> [Location labeling records]
:::::

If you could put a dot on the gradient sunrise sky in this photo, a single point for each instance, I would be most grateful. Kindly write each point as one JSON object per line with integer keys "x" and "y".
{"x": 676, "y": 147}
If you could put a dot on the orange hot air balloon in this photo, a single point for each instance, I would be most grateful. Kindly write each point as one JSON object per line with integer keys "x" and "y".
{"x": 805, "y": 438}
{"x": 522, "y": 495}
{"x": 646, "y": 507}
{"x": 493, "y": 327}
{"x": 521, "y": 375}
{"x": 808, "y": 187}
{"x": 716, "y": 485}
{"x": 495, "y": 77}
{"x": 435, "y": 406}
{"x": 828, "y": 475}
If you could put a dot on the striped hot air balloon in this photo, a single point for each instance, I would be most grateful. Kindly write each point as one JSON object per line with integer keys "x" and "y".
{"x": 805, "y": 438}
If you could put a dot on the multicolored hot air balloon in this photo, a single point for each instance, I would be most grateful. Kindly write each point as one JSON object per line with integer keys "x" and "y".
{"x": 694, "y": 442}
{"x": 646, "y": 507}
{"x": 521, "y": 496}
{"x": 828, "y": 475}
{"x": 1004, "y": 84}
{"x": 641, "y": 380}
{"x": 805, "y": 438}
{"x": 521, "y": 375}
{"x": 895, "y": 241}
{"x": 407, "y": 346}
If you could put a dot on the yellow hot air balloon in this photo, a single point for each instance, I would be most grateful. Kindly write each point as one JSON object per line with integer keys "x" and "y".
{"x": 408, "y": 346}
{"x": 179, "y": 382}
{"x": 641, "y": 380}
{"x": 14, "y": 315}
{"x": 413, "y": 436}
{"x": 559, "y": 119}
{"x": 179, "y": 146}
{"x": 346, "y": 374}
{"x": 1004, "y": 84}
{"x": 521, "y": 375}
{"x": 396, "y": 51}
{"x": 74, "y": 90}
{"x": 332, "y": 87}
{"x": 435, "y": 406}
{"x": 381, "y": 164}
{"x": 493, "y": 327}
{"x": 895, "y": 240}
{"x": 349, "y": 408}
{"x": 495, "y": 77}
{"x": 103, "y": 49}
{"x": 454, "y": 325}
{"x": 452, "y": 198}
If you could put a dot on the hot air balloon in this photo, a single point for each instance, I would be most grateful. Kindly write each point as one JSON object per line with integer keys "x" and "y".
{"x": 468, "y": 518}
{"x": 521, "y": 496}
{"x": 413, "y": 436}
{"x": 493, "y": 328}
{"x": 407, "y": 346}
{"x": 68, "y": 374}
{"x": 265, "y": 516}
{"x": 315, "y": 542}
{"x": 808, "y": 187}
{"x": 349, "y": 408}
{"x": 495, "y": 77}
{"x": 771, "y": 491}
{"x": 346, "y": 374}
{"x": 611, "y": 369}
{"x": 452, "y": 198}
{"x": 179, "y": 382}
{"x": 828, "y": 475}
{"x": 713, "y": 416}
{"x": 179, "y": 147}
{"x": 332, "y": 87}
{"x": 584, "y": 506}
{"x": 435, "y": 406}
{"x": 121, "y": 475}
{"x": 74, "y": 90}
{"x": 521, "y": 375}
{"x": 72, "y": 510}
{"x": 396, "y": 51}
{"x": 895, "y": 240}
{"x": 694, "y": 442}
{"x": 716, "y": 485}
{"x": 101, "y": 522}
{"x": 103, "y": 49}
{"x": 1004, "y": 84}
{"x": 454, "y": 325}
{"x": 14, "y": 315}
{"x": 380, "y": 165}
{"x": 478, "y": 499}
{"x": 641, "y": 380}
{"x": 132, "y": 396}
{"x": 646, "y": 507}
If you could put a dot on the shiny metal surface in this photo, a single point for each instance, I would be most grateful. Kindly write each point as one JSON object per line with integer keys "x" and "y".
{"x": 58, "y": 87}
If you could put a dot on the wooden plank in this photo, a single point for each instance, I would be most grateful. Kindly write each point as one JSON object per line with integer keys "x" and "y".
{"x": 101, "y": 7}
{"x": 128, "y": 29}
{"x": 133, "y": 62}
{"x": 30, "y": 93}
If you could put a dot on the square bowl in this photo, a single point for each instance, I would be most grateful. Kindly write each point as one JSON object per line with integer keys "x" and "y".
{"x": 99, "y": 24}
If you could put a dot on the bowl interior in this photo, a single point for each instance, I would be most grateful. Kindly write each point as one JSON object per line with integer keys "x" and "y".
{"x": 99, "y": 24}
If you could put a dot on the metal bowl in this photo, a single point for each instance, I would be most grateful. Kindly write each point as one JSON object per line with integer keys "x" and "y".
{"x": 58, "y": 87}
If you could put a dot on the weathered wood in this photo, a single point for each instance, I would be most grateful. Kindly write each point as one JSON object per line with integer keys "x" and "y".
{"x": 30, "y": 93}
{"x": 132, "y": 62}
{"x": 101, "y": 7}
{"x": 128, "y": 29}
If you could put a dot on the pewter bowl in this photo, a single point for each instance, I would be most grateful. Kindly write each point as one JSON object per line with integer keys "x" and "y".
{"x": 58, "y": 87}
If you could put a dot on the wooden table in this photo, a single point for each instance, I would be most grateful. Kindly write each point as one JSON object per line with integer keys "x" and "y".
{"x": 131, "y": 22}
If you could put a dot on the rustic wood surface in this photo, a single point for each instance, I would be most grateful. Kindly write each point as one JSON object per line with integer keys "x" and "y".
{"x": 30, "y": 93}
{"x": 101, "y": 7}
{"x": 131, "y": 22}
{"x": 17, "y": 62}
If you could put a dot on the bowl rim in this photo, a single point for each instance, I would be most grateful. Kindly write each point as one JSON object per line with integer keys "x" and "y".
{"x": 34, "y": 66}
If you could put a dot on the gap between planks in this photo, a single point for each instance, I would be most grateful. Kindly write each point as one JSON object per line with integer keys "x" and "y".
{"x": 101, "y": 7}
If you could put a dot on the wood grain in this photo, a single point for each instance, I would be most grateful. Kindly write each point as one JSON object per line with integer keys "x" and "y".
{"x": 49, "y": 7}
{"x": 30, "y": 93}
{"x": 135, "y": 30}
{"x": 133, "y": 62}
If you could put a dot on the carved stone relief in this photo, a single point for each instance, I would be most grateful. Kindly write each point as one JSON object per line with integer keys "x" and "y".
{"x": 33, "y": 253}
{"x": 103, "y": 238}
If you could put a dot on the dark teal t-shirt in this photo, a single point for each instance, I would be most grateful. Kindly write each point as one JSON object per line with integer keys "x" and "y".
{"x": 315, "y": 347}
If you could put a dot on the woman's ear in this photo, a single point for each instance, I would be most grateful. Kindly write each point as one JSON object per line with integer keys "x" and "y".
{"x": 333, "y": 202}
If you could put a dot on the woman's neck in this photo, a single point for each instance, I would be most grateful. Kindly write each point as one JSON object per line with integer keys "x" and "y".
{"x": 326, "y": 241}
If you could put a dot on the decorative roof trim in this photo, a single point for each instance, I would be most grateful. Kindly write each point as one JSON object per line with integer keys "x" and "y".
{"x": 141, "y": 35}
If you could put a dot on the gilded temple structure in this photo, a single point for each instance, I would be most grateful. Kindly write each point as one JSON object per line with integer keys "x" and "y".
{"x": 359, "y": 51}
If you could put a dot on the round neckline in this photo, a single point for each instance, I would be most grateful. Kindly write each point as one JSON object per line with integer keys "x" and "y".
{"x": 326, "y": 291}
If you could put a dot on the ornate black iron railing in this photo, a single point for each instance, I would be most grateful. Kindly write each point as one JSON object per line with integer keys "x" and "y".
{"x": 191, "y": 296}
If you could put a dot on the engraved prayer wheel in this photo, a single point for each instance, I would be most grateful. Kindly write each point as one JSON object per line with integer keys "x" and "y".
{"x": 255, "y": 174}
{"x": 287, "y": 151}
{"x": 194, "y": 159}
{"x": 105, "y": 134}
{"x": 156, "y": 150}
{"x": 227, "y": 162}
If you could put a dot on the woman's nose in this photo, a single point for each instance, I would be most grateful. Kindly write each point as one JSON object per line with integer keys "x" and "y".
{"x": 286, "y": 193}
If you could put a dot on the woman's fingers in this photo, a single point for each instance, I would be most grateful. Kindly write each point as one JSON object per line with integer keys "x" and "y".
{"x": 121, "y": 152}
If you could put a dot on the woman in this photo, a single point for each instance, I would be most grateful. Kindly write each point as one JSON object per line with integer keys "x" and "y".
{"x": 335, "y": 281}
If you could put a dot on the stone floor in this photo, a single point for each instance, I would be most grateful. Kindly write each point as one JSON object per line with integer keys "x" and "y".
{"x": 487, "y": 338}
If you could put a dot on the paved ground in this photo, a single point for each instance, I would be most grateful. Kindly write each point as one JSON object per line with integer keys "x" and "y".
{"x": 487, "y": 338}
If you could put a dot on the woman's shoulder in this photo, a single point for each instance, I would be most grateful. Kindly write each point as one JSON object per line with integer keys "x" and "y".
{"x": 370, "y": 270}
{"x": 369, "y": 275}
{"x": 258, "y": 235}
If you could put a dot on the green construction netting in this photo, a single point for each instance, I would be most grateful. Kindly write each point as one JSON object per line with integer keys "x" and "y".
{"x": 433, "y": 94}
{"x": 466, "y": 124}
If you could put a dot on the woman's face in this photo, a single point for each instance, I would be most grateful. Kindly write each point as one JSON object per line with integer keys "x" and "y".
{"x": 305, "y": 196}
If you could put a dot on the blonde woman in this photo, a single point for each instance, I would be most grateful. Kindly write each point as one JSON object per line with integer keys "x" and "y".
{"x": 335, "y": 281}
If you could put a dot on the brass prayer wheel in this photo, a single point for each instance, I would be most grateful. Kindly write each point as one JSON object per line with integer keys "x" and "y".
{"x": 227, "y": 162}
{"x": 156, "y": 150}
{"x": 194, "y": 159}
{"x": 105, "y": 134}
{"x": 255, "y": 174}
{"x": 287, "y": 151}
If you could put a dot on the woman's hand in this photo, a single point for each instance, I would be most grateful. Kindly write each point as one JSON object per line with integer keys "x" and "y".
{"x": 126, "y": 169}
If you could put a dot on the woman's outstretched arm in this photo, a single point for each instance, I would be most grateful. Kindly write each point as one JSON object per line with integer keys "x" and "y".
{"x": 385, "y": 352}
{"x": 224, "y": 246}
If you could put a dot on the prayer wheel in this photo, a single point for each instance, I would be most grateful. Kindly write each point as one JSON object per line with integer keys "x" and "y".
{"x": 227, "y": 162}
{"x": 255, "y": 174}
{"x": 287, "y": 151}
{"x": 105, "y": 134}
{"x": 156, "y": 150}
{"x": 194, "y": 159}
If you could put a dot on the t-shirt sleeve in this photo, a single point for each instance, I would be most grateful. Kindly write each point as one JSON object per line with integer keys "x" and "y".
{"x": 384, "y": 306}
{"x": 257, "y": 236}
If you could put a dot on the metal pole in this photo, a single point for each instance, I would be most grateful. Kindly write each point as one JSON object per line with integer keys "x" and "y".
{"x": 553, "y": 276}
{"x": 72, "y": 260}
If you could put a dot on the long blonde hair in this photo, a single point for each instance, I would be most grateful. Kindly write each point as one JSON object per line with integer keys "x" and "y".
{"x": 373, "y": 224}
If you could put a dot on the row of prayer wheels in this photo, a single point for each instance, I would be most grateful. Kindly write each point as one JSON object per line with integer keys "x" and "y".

:::::

> [What to work on] Starting with the line that contains "If you could put a dot on the brass", output every line through the end of the listing above, unchanged.

> [Complete response]
If you could put a dot on the brass prayer wheel in this photo, a single point for each instance, I would be most grateful. Kindly write each point as one JSON object per line with integer keys "x" and "y".
{"x": 227, "y": 162}
{"x": 156, "y": 150}
{"x": 194, "y": 159}
{"x": 105, "y": 134}
{"x": 255, "y": 174}
{"x": 287, "y": 151}
If you could put a dot on the woman's hand in this photo, a single point for each instance, I would be most grateful. Kindly write each point as one JSON object per line with integer keys "x" and "y".
{"x": 126, "y": 169}
If you could put a dot on the woman's outstretched arm in this photo, a single point for each instance, I would be most grateful. Kindly write each point as one JSON object per line with integer keys "x" and "y".
{"x": 385, "y": 352}
{"x": 224, "y": 246}
If you could put a dot on the prayer wheel in this photo, a single point for each instance, I would be most grateful. Kindly write each point as one JSON object per line with integer keys "x" and "y".
{"x": 227, "y": 162}
{"x": 255, "y": 174}
{"x": 287, "y": 151}
{"x": 105, "y": 134}
{"x": 156, "y": 150}
{"x": 194, "y": 159}
If you could put a dot on the t-shirt sleeve in this photo, a single point for each instance, I would be most grateful. Kindly write each point as one JSON object per line with integer keys "x" and "y".
{"x": 384, "y": 306}
{"x": 257, "y": 236}
If you could put a dot on the metal pole in this photo, a single point for each instance, I would be most grateful. Kindly write each point as one JSON object per line with integer keys "x" and "y".
{"x": 553, "y": 276}
{"x": 72, "y": 260}
If you could put a dot on the long blonde hair in this photo, a single point for each instance, I would be most grateful. Kindly write each point as one JSON object per line with integer keys "x" and "y".
{"x": 373, "y": 224}
If you could put a dot on the row of prayer wheels in this photo, a single point for each instance, I would be most grateful. Kindly write each point as one JSON object per line with integer keys "x" and "y".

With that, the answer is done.